| WORK TO COMPLETE |
The answer should hold exactly the lines of the entries below from the one containing "Would you be able to point at the child's" through the last line, both included.
Segment Start: DATA UNDER STUDY
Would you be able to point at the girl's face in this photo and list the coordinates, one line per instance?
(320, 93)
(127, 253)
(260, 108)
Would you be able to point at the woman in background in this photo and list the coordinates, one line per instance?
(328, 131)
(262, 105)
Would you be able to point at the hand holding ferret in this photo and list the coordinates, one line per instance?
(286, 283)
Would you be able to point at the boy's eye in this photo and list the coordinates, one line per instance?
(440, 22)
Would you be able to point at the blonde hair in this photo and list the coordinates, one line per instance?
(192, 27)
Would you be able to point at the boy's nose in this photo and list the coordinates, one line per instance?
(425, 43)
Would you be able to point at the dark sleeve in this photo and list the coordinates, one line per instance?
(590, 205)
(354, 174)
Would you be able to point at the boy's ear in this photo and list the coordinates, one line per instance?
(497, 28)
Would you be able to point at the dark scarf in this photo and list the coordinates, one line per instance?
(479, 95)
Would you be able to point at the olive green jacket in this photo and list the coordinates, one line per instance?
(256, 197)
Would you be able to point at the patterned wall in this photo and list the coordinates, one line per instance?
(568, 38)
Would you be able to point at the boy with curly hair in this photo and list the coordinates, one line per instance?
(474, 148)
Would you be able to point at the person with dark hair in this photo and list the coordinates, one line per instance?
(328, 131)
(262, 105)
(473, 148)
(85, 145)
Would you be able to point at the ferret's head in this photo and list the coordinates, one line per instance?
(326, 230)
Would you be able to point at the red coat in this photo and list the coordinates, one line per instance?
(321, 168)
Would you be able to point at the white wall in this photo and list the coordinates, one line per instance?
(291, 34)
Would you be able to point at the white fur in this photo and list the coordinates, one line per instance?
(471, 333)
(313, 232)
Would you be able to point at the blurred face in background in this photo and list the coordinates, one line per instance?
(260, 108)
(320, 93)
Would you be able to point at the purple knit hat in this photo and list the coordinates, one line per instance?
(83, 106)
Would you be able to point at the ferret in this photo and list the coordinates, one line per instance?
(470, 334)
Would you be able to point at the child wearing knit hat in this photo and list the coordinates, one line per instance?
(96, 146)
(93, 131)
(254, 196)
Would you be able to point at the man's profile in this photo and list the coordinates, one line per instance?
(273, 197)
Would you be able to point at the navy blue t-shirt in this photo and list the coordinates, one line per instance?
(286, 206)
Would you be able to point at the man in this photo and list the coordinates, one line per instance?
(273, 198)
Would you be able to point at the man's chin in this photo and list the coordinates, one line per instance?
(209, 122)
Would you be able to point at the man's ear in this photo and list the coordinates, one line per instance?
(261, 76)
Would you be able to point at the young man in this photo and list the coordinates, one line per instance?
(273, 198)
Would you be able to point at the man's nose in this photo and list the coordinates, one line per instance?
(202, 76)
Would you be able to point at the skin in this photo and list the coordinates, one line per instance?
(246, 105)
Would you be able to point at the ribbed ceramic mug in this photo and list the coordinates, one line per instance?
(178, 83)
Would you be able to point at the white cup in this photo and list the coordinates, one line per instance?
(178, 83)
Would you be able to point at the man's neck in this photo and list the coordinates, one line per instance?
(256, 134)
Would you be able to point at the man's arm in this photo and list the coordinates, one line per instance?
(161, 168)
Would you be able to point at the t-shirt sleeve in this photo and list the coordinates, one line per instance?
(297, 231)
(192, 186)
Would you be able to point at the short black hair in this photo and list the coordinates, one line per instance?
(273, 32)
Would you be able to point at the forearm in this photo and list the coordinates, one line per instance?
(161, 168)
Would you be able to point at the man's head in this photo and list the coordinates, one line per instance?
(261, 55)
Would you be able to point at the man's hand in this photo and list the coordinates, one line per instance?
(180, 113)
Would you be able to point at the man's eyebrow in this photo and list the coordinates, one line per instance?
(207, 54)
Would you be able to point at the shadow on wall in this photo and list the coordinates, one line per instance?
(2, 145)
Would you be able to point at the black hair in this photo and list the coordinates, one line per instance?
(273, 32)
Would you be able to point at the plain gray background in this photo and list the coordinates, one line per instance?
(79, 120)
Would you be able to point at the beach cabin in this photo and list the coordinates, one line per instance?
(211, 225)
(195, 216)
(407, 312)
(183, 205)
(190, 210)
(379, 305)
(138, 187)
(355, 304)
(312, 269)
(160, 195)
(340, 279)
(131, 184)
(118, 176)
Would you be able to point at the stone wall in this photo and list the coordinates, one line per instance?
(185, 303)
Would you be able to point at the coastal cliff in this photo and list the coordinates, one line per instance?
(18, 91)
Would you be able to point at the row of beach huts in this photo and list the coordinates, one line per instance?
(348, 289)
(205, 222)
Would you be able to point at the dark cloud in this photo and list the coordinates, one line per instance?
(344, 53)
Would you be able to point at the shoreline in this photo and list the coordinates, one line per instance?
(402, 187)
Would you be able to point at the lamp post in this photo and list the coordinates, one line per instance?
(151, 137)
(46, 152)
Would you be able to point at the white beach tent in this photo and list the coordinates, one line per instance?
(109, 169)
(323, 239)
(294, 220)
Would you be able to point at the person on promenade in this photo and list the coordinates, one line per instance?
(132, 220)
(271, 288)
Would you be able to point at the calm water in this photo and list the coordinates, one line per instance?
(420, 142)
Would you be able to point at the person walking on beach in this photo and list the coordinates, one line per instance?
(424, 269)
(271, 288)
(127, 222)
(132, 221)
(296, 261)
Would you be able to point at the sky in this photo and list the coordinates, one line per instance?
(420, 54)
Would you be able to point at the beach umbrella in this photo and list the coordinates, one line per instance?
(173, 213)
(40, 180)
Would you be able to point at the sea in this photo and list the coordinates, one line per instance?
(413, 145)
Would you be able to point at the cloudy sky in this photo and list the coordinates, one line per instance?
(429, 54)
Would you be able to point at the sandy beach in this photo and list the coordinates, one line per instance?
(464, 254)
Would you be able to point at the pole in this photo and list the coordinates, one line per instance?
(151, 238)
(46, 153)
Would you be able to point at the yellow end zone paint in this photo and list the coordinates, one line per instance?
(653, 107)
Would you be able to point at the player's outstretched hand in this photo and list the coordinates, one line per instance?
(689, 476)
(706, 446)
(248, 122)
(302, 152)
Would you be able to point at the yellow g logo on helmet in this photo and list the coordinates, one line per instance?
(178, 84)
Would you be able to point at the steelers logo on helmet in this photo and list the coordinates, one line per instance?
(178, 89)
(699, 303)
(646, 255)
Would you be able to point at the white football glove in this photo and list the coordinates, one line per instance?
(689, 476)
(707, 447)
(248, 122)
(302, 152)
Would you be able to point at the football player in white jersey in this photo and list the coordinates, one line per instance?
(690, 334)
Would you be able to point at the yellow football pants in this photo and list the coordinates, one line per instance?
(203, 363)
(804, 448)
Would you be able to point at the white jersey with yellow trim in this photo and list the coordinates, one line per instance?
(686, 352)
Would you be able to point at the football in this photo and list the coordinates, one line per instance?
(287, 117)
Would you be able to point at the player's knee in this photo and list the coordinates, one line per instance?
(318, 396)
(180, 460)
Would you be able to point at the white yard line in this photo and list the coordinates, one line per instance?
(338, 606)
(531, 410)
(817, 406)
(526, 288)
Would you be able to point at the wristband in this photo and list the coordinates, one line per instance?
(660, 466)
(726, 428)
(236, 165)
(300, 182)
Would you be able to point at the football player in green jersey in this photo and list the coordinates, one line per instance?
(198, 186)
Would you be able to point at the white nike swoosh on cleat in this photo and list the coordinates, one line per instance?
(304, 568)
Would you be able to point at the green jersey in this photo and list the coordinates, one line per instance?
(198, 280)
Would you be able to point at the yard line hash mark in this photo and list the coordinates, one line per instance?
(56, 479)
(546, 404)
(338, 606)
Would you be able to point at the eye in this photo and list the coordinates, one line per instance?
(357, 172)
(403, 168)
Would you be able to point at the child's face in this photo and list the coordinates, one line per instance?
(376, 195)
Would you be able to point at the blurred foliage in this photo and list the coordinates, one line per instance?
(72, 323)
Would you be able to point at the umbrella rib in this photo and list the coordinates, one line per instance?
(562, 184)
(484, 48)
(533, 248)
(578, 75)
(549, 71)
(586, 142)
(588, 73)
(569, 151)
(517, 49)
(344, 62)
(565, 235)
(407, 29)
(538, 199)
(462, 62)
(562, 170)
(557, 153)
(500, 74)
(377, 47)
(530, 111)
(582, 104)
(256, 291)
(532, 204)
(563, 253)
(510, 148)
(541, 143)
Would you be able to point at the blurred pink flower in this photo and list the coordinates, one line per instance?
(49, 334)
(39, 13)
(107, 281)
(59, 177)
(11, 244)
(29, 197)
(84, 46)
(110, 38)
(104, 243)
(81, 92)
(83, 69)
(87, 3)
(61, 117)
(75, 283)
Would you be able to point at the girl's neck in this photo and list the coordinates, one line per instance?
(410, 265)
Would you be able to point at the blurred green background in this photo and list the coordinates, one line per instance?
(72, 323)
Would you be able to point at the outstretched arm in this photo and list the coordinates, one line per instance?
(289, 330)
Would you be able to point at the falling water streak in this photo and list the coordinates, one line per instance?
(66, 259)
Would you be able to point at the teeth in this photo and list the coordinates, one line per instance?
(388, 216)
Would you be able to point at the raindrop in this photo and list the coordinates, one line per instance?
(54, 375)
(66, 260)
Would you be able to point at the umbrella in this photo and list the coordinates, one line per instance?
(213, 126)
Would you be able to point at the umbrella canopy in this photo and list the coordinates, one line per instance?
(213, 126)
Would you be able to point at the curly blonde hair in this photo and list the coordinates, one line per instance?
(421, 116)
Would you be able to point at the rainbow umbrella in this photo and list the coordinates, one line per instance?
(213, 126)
Segment End: DATA UNDER STUDY
| ANSWER TO THIS PROBLEM |
Would you be able to point at the child's face in this photo and list the coordinates, one line per instance?
(376, 195)
Would you be able to point at the blurred foliage in this photo and list the coordinates, one line per instance?
(72, 323)
Would you be able to point at the umbrella rib in this photo and list the coordinates, one line per instance?
(562, 184)
(484, 48)
(533, 248)
(578, 75)
(549, 71)
(586, 142)
(588, 73)
(569, 151)
(517, 49)
(344, 62)
(565, 235)
(407, 29)
(538, 199)
(462, 62)
(562, 170)
(557, 153)
(500, 74)
(377, 47)
(530, 111)
(582, 104)
(256, 291)
(532, 204)
(563, 253)
(510, 148)
(541, 143)
Would you be able to point at the blurred pink flower in this photo and list the coordinates, one line per instance?
(49, 334)
(39, 13)
(107, 281)
(59, 177)
(11, 244)
(29, 197)
(84, 46)
(110, 38)
(104, 243)
(81, 92)
(83, 69)
(87, 3)
(61, 117)
(75, 283)
Would you be able to point at the girl's neck in this photo and list the coordinates, one line per instance?
(410, 265)
Would you be able to point at the blurred green background in this photo and list the coordinates, one line per instance?
(72, 323)
Would you be able to point at the outstretched arm in this photo and list the coordinates, one line per instance?
(289, 330)
Would you be able to point at the falling water streak in this photo and list the coordinates, one line per instance?
(66, 259)
Would you be able to point at the teeth in this photo and list the coordinates, one line per instance?
(388, 216)
Would you be able to point at the raindrop in this photo and list the coordinates, one line per instance?
(54, 375)
(66, 260)
Would you be able to point at the umbrella in this photo and list the coordinates, one line per instance?
(213, 126)
Would you be able to point at the umbrella canopy in this photo and list the coordinates, one line per instance?
(213, 126)
Would you be able to point at the curly blonde hair in this photo and list the coordinates, one line per instance?
(421, 116)
Would you be able to point at the rainbow umbrella in this photo and list the coordinates, one line per instance?
(213, 126)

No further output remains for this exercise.